◆ THE EXERCISE:
Present the following entries again, word for word and in full.

[Location annotation dataset excerpts]

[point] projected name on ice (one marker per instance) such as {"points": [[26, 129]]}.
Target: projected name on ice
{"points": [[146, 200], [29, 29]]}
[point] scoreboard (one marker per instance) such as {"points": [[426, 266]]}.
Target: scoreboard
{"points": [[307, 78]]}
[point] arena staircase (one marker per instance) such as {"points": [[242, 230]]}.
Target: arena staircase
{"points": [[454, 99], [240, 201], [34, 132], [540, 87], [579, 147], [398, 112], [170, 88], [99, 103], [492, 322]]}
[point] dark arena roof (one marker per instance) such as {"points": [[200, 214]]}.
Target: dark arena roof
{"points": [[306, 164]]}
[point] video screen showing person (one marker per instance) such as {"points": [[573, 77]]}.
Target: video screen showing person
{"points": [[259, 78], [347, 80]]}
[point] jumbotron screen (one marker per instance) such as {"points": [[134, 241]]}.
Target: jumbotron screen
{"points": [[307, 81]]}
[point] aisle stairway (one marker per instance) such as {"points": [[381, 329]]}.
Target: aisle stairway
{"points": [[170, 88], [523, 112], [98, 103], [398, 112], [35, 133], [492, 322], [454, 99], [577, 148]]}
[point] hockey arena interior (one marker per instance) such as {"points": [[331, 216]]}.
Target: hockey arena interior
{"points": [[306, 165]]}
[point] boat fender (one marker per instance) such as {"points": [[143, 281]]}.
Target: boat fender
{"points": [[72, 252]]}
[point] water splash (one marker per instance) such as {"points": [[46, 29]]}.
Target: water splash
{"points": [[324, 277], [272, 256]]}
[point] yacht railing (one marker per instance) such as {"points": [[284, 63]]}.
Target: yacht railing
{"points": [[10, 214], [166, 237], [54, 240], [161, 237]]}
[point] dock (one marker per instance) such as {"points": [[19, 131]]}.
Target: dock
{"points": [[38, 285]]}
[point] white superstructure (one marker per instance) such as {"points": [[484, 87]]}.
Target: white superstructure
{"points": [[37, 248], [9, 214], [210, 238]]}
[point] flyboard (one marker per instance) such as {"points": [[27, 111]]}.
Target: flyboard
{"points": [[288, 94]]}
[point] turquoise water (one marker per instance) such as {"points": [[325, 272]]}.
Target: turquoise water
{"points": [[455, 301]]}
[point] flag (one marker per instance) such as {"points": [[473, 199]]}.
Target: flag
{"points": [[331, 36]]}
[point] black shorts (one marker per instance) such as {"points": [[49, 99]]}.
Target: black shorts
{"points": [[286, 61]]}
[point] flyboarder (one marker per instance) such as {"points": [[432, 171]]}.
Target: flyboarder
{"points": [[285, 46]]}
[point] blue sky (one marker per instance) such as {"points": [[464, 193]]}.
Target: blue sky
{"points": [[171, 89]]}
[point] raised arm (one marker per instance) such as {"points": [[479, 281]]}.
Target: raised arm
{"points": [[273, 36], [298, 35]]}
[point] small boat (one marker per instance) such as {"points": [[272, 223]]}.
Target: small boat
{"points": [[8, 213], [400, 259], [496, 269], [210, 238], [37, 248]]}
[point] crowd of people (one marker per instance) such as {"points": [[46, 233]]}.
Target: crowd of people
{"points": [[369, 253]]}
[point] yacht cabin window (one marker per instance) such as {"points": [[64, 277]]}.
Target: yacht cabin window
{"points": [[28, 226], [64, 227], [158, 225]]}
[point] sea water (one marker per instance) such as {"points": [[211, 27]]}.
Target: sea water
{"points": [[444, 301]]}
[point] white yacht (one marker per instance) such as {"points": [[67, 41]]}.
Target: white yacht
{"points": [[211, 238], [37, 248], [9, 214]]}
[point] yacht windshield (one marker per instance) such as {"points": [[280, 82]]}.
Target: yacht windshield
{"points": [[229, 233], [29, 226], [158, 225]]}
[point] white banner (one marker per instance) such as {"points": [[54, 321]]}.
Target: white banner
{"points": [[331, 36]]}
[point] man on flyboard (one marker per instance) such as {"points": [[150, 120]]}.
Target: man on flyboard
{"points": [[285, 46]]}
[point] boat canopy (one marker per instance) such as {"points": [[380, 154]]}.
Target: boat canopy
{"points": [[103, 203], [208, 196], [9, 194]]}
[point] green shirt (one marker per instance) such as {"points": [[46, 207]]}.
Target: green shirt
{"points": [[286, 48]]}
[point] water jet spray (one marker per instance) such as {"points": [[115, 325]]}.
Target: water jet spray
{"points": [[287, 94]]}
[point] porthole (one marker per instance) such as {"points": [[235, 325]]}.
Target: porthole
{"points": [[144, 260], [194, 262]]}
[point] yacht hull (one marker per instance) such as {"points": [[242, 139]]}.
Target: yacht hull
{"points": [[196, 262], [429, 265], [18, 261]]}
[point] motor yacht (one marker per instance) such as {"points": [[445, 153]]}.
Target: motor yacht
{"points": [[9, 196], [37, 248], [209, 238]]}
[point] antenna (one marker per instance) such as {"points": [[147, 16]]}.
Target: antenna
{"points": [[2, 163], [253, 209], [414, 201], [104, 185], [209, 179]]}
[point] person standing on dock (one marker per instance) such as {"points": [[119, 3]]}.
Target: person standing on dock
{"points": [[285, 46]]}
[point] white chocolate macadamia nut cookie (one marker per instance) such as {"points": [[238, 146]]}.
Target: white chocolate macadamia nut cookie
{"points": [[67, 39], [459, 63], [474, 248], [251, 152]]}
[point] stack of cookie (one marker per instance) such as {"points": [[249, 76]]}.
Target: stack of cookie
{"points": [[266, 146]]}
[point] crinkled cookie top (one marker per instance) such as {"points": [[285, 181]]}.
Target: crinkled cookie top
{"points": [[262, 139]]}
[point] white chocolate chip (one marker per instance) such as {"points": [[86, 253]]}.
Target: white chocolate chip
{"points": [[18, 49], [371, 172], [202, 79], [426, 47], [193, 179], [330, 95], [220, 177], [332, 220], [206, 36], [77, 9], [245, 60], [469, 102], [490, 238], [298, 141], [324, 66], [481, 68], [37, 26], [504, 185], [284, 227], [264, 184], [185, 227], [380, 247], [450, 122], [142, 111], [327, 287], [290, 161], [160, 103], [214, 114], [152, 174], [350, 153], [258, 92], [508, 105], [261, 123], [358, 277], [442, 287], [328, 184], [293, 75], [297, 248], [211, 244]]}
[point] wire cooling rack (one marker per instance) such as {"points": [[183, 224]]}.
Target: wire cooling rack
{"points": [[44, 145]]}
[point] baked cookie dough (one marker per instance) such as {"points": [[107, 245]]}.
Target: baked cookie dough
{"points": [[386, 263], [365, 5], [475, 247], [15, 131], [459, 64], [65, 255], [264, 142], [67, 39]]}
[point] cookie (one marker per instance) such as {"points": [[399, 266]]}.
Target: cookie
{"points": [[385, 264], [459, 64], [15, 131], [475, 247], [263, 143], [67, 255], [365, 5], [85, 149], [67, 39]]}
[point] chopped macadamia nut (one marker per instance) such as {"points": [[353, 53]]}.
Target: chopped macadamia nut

◆ REPLY TO THE TASK:
[point] projected name on ice (one marker per instance) such as {"points": [[26, 129]]}.
Target: projected name on ice
{"points": [[146, 200], [29, 29]]}
[point] scoreboard (one marker per instance) such as {"points": [[426, 266]]}.
Target: scoreboard
{"points": [[307, 78]]}
[point] arena staircase (one marker per instance) such as {"points": [[242, 230]]}.
Target: arena staircase
{"points": [[454, 99], [240, 201], [34, 132], [540, 87], [579, 147], [398, 112], [170, 88], [99, 103], [492, 322]]}
[point] dark arena roof (one marker per instance) such as {"points": [[200, 214]]}.
Target: dark arena roof
{"points": [[306, 164]]}
[point] video screen showing person (one marker per instance) such as {"points": [[573, 77]]}.
Target: video screen showing person
{"points": [[259, 78], [347, 80]]}
[point] jumbotron screen (one marker per instance) such as {"points": [[134, 241]]}.
Target: jumbotron screen
{"points": [[307, 81]]}
[point] aisle stairway (one marker per instance) such as {"points": [[381, 329]]}.
Target: aisle stairway
{"points": [[170, 88], [523, 112], [98, 103], [398, 112], [35, 133], [492, 322], [454, 99], [577, 148]]}
[point] hockey arena interior (one marker per instance) such as {"points": [[331, 216]]}.
Target: hockey arena interior
{"points": [[306, 165]]}
[point] boat fender (one marker per instance) such as {"points": [[143, 281]]}.
Target: boat fender
{"points": [[72, 252]]}
[point] water splash (one marker per instance) such as {"points": [[46, 29]]}.
Target: water splash
{"points": [[324, 277], [272, 256]]}
[point] yacht railing (one marker per instance) such as {"points": [[284, 63]]}.
Target: yacht railing
{"points": [[10, 214], [166, 237], [54, 240], [161, 237]]}
[point] dock (one marker per instance) such as {"points": [[19, 131]]}.
Target: dock
{"points": [[38, 285]]}
[point] white superstructure (one marker per instance) such as {"points": [[484, 87]]}.
Target: white superstructure
{"points": [[37, 248], [9, 214], [210, 238]]}
[point] flyboard (one marker per instance) such as {"points": [[27, 111]]}.
Target: flyboard
{"points": [[288, 94]]}
[point] turquoise water (one marker per instance) such as {"points": [[325, 272]]}.
Target: turquoise water
{"points": [[455, 301]]}
[point] flag (one marker per instance) such as {"points": [[473, 199]]}.
Target: flag
{"points": [[331, 36]]}
[point] black shorts (one marker per instance) such as {"points": [[49, 99]]}.
Target: black shorts
{"points": [[286, 61]]}
[point] flyboarder (one marker per instance) such as {"points": [[432, 171]]}.
Target: flyboarder
{"points": [[285, 46]]}
[point] blue sky (one marker per instance) such as {"points": [[464, 193]]}.
Target: blue sky
{"points": [[171, 89]]}
[point] raised arm (one marker per instance) such as {"points": [[479, 281]]}.
Target: raised arm
{"points": [[273, 36], [298, 35]]}
[point] small boat (one marker per instance) such as {"points": [[272, 223]]}.
Target: small boat
{"points": [[8, 213], [400, 259], [496, 269], [210, 238], [37, 248]]}
[point] crowd of people (one marker per instance) such as {"points": [[46, 233]]}.
Target: crowd of people
{"points": [[369, 253]]}
[point] yacht cabin window (one marker per instance) such as {"points": [[64, 277]]}.
Target: yacht cabin window
{"points": [[28, 226], [64, 227], [158, 225]]}
[point] sea water (one marker per instance) such as {"points": [[211, 27]]}.
Target: sea water
{"points": [[444, 301]]}
[point] white yacht (one marker per instance) such as {"points": [[67, 41]]}.
Target: white yacht
{"points": [[211, 238], [37, 248], [9, 214]]}
[point] yacht windshield (one marker per instance) such as {"points": [[280, 82]]}.
Target: yacht windshield
{"points": [[229, 233], [29, 226], [158, 225]]}
[point] white banner (one marker per instance) such as {"points": [[54, 321]]}.
Target: white banner
{"points": [[331, 36]]}
[point] man on flyboard (one marker per instance) such as {"points": [[150, 120]]}.
Target: man on flyboard
{"points": [[285, 46]]}
[point] boat canopy (one marker per instance) such as {"points": [[380, 154]]}.
Target: boat canopy
{"points": [[103, 203], [208, 196], [9, 194]]}
[point] green shirt (one marker per instance) such as {"points": [[46, 207]]}.
Target: green shirt
{"points": [[286, 48]]}
[point] water jet spray (one marker per instance) such as {"points": [[115, 325]]}.
Target: water jet spray
{"points": [[287, 94]]}
[point] porthole (one marker per instance) such as {"points": [[235, 325]]}.
Target: porthole
{"points": [[144, 260], [194, 262]]}
[point] yacht hull (one marker per instance) such as {"points": [[242, 139]]}.
Target: yacht hull
{"points": [[196, 262], [429, 265], [18, 261]]}
[point] motor yacht (one marker per instance) such as {"points": [[445, 153]]}.
Target: motor yacht
{"points": [[9, 196], [37, 248], [209, 238]]}
[point] antenna (one marker per instance) such as {"points": [[147, 16]]}.
Target: antenna
{"points": [[2, 163], [253, 209], [414, 201], [104, 185], [209, 179]]}
[point] person standing on dock (one marker per instance) such as {"points": [[119, 3]]}.
Target: person standing on dock
{"points": [[285, 46]]}
[point] white chocolate macadamia nut cookie (one marker per instance) such as {"points": [[238, 146]]}.
Target: white chocolate macadamia nut cookie
{"points": [[67, 39], [459, 63], [474, 248], [251, 152]]}
[point] stack of cookie (one marker per instance) such as {"points": [[249, 76]]}.
Target: stack of cookie
{"points": [[266, 146]]}
[point] crinkled cookie top (one marker per instance) such as {"points": [[285, 181]]}.
Target: crinkled cookie top
{"points": [[262, 139]]}
[point] white chocolate chip (one marker per instance) such as {"points": [[86, 253]]}.
Target: white chocolate chip
{"points": [[18, 49], [371, 172], [202, 79], [426, 47], [193, 179], [330, 95], [220, 177], [332, 220], [206, 36], [77, 9], [245, 60], [469, 102], [490, 238], [298, 141], [324, 66], [481, 68], [37, 26], [504, 185], [284, 227], [264, 184], [185, 227], [380, 247], [450, 122], [142, 111], [327, 287], [290, 161], [160, 103], [214, 114], [152, 174], [350, 153], [258, 92], [508, 105], [261, 123], [358, 277], [442, 287], [328, 184], [293, 75], [297, 248], [211, 244]]}
[point] wire cooling rack (one marker per instance) such as {"points": [[183, 224]]}.
Target: wire cooling rack
{"points": [[44, 145]]}
[point] baked cookie dough (one marker per instance) such as {"points": [[107, 245]]}.
Target: baked cookie dough
{"points": [[386, 263], [365, 5], [475, 247], [15, 131], [459, 64], [65, 255], [264, 142], [67, 39]]}
[point] cookie (one marker per instance) such as {"points": [[399, 266]]}.
Target: cookie
{"points": [[385, 264], [459, 64], [15, 131], [475, 247], [263, 143], [67, 255], [365, 5], [85, 149], [67, 39]]}
[point] chopped macadamia nut (one marker per instance) such as {"points": [[353, 53]]}.
Target: chopped macadamia nut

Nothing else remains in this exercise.